**Parts of the exercise:**
**a)** Duplicate the part of the insurance thread starting with "yes thats right" and going on through "of insured value?".
**b)** Extract every line of the rows that holds the string "light".

**Text section:**
^^^^
# insurance hassle



## peterpeter (Feb 24, 2008)

Thats really annoying

was with Manning UK and they used to include free track cover on a limited mileage policy (5000 a year) now they have withdrawn track cover.

Rang round this afternoon and everyone seems to be saying they are not touching GTRs...especially for track cover!!!

Any suggestions?

Really looking for a policy that has track cover even if I have to pay a small premium

thanks


----------



## Phil69 (Sep 13, 2006)

I'm with Keith Micheals and the last I knew, track cover was still available.


----------



## peterpeter (Feb 24, 2008)

cheers for that 


you were spot on.

Far better quote, no loading for a y pipe and track cover included and £300 cheaper than the previous company!!!

Thank god for GTROC UK!!!!!


----------



## moleman (Jun 3, 2002)

Can I ask?

How many track days included in the price?


----------



## Phil69 (Sep 13, 2006)

Happy to help


----------



## Phil69 (Sep 13, 2006)

I'm not sure if its included in the price. Going by memory from last years renewal, track days are covered at £60 per day....I THINK!! Dont quote me on it.


----------



## peterpeter (Feb 24, 2008)

yes thats right £60 a pop, but thats really not bad at all.
Excess is 10% of the car value, but again, thats fairly normal


----------



## moleman (Jun 3, 2002)

£60 is a very good price. Is that regardless of insured value?


----------



## JOEJOETHEJOEY (Sep 20, 2009)

I don't really intend to take mine on track. I'm with Elephant at the mo, but if I was to decide to track it, what options do I have?


----------



## Zed Ed (Oct 24, 2007)

JOEJOETHEJOEY said:


> I don't really intend to take mine on track. I'm with Elephant at the mo, but if I was to decide to track it, what options do I have?


you can get stand alone trackday policies e.g. vaild for the day you go out.

I've used Pace Ward and Competition Car Insurance for my 35.

Not cheap 

Or you can just not bother


----------
^^^^
**Material supplied:**
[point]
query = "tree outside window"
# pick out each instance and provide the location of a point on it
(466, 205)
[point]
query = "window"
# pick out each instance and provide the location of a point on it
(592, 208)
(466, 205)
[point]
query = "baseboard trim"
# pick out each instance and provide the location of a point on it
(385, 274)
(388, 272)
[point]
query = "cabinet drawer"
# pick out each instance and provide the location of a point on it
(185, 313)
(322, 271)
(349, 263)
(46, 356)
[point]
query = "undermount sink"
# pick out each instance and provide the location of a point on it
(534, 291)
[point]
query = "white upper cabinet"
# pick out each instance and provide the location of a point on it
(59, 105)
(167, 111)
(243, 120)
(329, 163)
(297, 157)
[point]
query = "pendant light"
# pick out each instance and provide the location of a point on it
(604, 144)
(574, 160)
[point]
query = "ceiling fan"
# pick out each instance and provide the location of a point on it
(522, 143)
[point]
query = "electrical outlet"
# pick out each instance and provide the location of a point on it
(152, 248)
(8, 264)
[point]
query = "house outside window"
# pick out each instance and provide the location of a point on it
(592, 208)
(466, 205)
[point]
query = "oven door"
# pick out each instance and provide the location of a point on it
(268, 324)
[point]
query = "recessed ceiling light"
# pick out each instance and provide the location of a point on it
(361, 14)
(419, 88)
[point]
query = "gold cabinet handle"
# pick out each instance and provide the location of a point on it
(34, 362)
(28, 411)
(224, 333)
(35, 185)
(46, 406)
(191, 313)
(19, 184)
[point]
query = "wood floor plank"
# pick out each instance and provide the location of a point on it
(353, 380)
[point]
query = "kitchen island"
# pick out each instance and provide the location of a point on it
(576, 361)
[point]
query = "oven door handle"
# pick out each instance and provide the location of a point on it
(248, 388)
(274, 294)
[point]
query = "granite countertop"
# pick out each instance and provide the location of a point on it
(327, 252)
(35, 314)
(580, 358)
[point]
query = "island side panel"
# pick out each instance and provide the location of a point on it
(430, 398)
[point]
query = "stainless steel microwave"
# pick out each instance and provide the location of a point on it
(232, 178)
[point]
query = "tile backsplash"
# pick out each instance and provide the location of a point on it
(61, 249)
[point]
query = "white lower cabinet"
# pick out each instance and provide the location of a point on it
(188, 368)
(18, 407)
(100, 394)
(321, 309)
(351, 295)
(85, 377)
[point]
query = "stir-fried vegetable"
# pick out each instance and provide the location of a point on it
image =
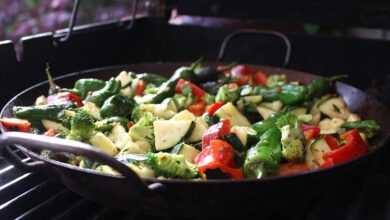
^^^^
**Answers to each task:**
**a)**
yes thats right £60 a pop, but thats really not bad at all.
Excess is 10% of the car value, but again, thats fairly normal


----------



## moleman (Jun 3, 2002)

£60 is a very good price. Is that regardless of insured value?

**b)**
query = "pendant light"
query = "recessed ceiling light"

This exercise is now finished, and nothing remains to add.